WHAT TO PRODUCE - Report each line in the entries below that contains the string "metal". Treat the match as case-sensitive.

Entries from a data source -

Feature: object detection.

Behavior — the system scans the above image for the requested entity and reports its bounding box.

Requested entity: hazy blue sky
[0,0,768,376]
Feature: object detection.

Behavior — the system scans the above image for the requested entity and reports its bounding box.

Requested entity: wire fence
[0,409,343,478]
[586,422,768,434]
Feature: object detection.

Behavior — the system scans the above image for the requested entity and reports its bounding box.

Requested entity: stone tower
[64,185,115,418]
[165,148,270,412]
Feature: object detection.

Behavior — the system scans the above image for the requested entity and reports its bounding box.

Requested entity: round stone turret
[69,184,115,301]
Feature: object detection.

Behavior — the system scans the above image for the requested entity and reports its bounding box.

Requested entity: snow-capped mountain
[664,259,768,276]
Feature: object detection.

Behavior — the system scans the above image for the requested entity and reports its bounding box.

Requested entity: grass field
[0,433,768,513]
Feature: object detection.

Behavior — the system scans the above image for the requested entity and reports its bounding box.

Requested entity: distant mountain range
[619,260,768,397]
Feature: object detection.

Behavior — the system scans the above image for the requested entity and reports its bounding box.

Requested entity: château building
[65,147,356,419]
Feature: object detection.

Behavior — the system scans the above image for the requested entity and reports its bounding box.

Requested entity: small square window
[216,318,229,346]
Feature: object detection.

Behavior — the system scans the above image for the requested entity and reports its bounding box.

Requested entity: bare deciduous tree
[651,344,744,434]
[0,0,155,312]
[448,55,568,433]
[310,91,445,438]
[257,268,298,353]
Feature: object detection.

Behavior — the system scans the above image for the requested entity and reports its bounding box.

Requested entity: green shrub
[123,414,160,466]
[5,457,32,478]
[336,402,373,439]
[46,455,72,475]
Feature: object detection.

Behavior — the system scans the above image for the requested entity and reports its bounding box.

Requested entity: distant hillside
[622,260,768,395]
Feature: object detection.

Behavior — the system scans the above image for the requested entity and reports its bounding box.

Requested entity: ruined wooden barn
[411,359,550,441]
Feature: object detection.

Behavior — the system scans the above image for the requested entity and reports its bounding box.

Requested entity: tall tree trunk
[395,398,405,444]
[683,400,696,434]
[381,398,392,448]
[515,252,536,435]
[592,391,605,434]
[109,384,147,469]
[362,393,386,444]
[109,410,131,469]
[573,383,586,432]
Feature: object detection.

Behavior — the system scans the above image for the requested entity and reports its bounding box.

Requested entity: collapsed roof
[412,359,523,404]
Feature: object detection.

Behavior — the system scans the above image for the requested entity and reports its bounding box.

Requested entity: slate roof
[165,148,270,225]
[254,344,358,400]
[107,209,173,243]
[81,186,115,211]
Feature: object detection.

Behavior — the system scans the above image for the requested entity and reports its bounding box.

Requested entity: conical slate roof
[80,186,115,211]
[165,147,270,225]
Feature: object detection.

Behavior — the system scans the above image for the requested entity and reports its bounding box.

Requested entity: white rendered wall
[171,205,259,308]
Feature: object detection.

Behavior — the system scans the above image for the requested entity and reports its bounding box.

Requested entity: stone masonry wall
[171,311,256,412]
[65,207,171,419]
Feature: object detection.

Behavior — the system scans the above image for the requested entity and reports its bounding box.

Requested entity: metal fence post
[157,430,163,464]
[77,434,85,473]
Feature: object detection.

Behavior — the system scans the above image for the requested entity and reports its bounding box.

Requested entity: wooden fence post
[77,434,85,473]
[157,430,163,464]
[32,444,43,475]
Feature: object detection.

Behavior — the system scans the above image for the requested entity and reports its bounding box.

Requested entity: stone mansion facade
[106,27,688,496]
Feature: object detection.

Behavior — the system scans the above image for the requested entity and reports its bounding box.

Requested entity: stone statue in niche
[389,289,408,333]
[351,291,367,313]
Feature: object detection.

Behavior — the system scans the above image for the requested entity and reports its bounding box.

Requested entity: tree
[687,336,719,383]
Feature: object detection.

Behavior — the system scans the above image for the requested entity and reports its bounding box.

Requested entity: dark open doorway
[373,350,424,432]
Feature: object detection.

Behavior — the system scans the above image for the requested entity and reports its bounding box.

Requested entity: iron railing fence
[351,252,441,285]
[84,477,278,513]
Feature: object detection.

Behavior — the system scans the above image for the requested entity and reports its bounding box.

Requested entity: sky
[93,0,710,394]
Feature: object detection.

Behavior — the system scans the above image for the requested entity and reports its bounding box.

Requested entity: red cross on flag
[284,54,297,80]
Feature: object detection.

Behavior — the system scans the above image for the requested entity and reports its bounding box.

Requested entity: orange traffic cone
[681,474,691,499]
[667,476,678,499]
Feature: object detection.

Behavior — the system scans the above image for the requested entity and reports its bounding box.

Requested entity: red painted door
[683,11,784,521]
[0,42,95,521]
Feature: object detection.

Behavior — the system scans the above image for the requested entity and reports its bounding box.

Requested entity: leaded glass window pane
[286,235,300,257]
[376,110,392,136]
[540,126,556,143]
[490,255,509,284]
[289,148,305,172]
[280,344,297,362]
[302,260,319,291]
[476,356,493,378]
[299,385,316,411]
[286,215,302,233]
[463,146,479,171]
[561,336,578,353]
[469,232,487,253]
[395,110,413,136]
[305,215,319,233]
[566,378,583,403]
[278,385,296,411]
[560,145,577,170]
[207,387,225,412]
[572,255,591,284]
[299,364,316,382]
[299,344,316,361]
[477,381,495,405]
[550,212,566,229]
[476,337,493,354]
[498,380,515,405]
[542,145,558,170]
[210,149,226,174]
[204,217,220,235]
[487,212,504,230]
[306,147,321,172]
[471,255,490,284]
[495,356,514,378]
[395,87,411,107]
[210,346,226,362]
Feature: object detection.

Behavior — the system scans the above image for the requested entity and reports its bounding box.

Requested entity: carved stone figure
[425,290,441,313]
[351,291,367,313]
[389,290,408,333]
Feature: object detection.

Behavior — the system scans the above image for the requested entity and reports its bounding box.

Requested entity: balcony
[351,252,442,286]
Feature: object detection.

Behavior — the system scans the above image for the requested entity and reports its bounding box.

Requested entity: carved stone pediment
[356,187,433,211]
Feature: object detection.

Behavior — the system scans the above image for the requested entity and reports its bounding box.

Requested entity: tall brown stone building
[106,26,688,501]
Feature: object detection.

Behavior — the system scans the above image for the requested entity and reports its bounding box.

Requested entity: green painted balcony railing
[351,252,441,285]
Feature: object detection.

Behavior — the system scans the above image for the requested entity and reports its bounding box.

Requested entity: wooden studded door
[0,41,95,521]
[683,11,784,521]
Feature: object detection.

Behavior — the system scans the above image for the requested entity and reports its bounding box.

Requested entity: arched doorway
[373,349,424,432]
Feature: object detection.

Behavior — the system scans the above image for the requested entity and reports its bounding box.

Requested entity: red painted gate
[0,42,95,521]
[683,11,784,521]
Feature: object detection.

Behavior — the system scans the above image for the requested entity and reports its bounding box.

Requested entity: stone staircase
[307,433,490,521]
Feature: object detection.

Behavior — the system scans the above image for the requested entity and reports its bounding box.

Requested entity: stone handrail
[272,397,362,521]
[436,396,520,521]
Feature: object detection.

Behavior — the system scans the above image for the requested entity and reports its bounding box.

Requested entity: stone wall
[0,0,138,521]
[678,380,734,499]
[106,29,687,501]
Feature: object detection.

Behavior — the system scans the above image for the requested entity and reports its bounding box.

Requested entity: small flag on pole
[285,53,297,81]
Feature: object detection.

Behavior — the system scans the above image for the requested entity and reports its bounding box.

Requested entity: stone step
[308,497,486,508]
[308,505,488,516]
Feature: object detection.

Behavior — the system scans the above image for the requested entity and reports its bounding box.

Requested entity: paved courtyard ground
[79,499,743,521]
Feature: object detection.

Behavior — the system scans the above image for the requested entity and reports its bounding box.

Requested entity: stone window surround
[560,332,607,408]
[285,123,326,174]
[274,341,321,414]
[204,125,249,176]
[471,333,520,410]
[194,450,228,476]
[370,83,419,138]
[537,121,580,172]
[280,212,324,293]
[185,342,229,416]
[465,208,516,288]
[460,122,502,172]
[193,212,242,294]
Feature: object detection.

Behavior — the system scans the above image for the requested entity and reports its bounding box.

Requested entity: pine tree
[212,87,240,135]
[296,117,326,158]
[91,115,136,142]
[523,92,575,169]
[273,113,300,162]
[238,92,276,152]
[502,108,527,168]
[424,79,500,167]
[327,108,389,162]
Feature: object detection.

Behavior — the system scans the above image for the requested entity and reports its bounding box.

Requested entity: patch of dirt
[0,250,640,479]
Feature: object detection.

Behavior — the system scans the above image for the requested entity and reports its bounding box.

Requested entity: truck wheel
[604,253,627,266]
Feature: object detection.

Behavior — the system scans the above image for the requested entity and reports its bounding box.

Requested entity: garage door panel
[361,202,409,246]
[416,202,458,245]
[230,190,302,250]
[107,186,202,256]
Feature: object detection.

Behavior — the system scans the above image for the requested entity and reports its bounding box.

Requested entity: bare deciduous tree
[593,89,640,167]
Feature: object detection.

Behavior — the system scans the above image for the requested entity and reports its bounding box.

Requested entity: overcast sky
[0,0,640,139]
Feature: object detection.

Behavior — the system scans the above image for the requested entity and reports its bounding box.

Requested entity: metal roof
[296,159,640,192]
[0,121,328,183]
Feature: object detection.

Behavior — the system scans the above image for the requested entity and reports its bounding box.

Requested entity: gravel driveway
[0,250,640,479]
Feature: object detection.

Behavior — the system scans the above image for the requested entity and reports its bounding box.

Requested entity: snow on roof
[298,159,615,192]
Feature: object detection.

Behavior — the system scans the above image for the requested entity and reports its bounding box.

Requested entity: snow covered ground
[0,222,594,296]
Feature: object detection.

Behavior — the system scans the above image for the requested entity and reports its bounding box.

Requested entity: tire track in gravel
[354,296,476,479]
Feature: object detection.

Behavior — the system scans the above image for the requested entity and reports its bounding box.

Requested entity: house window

RESULT OF THIS EXERCISE -
Requested entity: metal fence post
Requested entity: metal roof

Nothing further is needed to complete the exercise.